> [Obiettivo] Riporta le righe dei dati dall'inizio fino alla riga che contiene "point(466, 659)", estremi inclusi, rinominando "store awning" in "shop awning" e lasciando invariato tutto il resto.

> [Dati estratti]

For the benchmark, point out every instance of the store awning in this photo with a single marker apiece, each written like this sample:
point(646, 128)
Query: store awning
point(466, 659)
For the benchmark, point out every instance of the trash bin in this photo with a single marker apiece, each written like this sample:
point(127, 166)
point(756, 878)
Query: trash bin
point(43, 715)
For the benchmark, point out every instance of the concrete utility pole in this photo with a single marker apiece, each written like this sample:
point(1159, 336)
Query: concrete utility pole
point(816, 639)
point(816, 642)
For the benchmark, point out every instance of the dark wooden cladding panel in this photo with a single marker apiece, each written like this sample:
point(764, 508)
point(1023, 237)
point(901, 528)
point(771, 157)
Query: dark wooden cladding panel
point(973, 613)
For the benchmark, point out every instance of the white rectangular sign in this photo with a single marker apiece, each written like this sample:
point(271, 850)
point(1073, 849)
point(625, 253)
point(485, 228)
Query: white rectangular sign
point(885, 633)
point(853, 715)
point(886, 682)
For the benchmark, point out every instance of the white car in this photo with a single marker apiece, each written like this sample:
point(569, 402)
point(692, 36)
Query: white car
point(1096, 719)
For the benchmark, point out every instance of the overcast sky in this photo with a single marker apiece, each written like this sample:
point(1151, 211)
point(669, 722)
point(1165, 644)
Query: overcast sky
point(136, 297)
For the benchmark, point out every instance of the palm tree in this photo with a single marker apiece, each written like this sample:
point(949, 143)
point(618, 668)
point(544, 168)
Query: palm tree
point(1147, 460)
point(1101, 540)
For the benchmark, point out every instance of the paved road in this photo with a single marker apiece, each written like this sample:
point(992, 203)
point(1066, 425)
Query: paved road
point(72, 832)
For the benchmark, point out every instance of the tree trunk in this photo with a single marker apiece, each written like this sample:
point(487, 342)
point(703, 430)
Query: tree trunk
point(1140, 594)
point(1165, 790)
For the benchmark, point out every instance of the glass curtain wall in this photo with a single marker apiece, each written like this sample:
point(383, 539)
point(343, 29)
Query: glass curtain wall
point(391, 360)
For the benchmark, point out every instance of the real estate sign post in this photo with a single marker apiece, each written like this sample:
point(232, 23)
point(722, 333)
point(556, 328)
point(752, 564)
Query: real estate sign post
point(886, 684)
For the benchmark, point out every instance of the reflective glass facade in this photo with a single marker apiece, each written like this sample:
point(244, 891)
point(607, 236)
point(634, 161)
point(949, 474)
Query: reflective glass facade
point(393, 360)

> [Risultato del compito]
For the benchmark, point out every instance of the shop awning in this photo with a single marker apiece, each written like this sample:
point(646, 128)
Query: shop awning
point(466, 659)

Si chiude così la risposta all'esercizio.